SUPPLIED RECORDS below:

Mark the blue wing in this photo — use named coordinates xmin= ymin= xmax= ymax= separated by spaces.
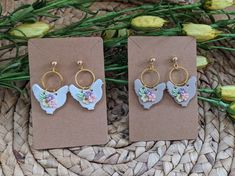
xmin=181 ymin=76 xmax=197 ymax=107
xmin=55 ymin=85 xmax=69 ymax=109
xmin=32 ymin=84 xmax=43 ymax=103
xmin=69 ymin=84 xmax=81 ymax=102
xmin=166 ymin=81 xmax=175 ymax=97
xmin=90 ymin=79 xmax=103 ymax=104
xmin=187 ymin=76 xmax=197 ymax=100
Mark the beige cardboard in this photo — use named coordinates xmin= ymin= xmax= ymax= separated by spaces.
xmin=28 ymin=37 xmax=108 ymax=149
xmin=128 ymin=36 xmax=198 ymax=141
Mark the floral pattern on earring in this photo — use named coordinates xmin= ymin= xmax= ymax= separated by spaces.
xmin=69 ymin=60 xmax=103 ymax=110
xmin=171 ymin=87 xmax=189 ymax=103
xmin=32 ymin=61 xmax=69 ymax=115
xmin=32 ymin=84 xmax=69 ymax=115
xmin=167 ymin=57 xmax=197 ymax=107
xmin=77 ymin=89 xmax=96 ymax=104
xmin=167 ymin=76 xmax=196 ymax=107
xmin=138 ymin=87 xmax=156 ymax=103
xmin=40 ymin=92 xmax=57 ymax=108
xmin=70 ymin=79 xmax=103 ymax=110
xmin=134 ymin=58 xmax=166 ymax=109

End of SUPPLIED RECORDS.

_WHAT NEEDS TO BE DONE_
Return every line above word for word, minus images.

_EXERCISE SOLUTION_
Mark the blue wing in this photo — use named coordinates xmin= ymin= xmax= ymax= separated by spaces.
xmin=181 ymin=76 xmax=197 ymax=107
xmin=55 ymin=85 xmax=69 ymax=109
xmin=32 ymin=84 xmax=43 ymax=103
xmin=69 ymin=84 xmax=81 ymax=102
xmin=166 ymin=81 xmax=175 ymax=97
xmin=90 ymin=79 xmax=103 ymax=104
xmin=187 ymin=76 xmax=197 ymax=100
Mark the beige cardboard in this photo — use named coordinates xmin= ymin= xmax= ymax= separated by spaces.
xmin=28 ymin=37 xmax=108 ymax=149
xmin=128 ymin=36 xmax=198 ymax=141
Mark the floral pattern on earring in this photo — use named coordinates xmin= ymin= xmax= ymax= separated by spaces.
xmin=69 ymin=60 xmax=103 ymax=110
xmin=171 ymin=87 xmax=189 ymax=103
xmin=32 ymin=61 xmax=69 ymax=115
xmin=32 ymin=84 xmax=69 ymax=115
xmin=167 ymin=57 xmax=197 ymax=107
xmin=77 ymin=89 xmax=96 ymax=104
xmin=167 ymin=76 xmax=196 ymax=107
xmin=138 ymin=87 xmax=156 ymax=103
xmin=40 ymin=92 xmax=57 ymax=108
xmin=70 ymin=79 xmax=103 ymax=110
xmin=134 ymin=58 xmax=166 ymax=109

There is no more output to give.